Task goal: What is the count of lines in the listing below that hold the string "drawer"? Reply with that number alone.

·····

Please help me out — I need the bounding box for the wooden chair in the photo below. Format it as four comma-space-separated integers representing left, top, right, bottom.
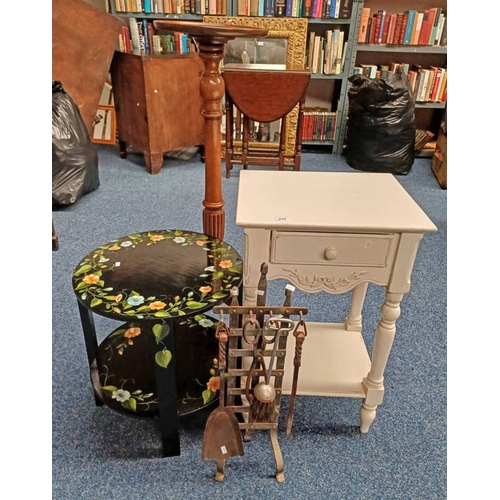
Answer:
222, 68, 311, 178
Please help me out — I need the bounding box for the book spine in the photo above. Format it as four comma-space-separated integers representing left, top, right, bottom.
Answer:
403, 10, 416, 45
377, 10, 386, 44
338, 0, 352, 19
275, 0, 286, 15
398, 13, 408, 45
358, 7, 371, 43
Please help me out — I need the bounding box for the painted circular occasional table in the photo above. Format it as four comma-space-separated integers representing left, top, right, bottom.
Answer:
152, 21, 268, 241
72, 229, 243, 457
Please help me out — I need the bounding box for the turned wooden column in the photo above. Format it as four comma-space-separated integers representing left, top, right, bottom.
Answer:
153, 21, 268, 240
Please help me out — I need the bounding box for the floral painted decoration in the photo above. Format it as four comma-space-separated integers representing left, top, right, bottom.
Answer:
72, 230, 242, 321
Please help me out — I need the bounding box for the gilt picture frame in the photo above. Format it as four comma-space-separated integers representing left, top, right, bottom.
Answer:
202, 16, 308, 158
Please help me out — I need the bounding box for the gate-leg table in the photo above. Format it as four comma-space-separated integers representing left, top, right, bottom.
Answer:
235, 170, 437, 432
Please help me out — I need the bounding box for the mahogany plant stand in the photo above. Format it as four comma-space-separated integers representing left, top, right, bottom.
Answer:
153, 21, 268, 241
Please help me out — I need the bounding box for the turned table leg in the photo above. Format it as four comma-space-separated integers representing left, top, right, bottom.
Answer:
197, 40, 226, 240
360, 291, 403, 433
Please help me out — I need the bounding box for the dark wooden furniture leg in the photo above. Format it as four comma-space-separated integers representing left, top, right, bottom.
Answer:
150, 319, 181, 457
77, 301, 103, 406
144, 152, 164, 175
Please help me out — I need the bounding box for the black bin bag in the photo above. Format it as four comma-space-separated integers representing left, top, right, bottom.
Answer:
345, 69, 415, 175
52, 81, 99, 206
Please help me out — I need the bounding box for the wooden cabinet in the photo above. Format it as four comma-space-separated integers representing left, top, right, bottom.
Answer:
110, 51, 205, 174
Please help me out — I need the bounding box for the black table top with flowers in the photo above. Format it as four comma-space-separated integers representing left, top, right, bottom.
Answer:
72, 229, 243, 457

·····

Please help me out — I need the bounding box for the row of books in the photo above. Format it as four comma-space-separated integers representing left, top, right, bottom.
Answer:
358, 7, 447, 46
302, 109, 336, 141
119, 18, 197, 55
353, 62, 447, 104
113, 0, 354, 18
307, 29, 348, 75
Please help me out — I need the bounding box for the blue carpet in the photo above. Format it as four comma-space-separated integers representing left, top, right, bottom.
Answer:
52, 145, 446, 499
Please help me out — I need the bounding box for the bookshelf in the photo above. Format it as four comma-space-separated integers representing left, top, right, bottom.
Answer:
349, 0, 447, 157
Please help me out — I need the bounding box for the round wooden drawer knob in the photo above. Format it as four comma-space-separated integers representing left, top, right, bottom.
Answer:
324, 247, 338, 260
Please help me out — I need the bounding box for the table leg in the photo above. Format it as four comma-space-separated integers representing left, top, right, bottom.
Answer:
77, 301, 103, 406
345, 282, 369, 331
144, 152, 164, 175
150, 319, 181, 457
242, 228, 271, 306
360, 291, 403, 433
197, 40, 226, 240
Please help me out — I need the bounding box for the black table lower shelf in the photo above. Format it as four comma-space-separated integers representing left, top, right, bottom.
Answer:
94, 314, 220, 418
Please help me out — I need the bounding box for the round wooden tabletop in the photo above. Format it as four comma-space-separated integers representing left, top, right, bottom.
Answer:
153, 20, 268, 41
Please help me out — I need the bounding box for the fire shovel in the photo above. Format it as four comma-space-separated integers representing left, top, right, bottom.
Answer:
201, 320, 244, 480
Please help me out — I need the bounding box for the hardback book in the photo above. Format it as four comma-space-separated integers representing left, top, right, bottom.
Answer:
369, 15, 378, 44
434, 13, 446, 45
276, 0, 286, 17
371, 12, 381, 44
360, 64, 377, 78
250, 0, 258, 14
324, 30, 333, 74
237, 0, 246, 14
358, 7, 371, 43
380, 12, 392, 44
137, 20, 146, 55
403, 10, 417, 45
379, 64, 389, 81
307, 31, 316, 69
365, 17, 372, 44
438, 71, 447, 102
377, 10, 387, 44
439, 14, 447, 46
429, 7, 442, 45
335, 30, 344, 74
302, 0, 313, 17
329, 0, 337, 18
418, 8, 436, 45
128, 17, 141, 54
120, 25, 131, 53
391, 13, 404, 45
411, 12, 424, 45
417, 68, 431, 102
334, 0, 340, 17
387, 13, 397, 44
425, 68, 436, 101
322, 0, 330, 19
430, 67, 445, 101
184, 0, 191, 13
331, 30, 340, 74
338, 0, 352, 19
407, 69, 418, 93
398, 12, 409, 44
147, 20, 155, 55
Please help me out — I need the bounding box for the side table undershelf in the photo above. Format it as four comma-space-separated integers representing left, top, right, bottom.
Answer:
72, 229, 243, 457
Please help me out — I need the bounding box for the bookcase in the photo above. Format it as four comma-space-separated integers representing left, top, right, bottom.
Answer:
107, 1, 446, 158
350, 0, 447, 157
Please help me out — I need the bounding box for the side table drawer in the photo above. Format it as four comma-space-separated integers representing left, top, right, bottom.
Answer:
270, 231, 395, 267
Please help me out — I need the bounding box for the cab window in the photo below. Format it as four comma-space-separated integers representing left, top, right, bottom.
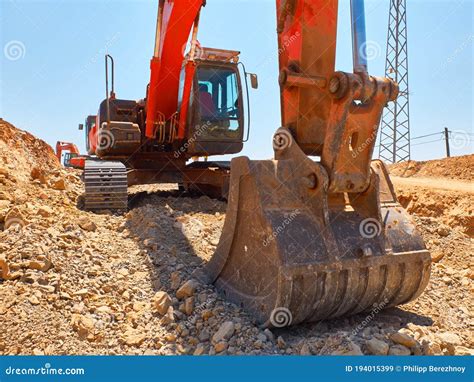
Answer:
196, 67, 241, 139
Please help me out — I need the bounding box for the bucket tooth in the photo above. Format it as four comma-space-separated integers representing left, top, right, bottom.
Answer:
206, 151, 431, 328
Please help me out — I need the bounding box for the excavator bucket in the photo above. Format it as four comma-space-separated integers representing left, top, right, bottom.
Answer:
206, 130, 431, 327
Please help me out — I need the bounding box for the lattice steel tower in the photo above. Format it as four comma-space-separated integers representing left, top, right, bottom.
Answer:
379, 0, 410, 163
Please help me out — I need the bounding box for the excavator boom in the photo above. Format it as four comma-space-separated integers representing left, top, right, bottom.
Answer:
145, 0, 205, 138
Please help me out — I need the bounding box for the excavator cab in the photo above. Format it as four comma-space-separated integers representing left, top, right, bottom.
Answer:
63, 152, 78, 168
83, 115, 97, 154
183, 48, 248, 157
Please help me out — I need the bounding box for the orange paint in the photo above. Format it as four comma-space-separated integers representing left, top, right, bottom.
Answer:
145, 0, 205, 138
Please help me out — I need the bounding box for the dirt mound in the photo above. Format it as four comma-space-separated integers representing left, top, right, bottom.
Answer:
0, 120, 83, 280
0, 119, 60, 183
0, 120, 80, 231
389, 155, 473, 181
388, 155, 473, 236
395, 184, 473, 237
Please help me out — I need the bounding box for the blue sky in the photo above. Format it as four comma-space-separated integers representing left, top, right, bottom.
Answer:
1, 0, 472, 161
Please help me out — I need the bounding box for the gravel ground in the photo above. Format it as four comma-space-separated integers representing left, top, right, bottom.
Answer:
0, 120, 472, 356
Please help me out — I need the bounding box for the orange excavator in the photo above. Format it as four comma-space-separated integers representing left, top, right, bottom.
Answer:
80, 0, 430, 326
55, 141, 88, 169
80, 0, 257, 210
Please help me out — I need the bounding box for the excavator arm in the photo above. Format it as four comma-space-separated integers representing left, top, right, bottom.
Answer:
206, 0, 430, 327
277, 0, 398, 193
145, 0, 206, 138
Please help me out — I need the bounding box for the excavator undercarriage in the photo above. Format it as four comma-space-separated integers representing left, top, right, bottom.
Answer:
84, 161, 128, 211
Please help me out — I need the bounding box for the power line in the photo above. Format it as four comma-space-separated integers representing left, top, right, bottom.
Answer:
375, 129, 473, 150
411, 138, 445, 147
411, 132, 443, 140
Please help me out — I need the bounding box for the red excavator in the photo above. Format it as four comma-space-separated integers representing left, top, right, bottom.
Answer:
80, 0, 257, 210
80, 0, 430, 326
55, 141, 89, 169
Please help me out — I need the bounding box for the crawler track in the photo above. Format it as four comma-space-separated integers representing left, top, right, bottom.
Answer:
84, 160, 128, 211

·····

Response box: 2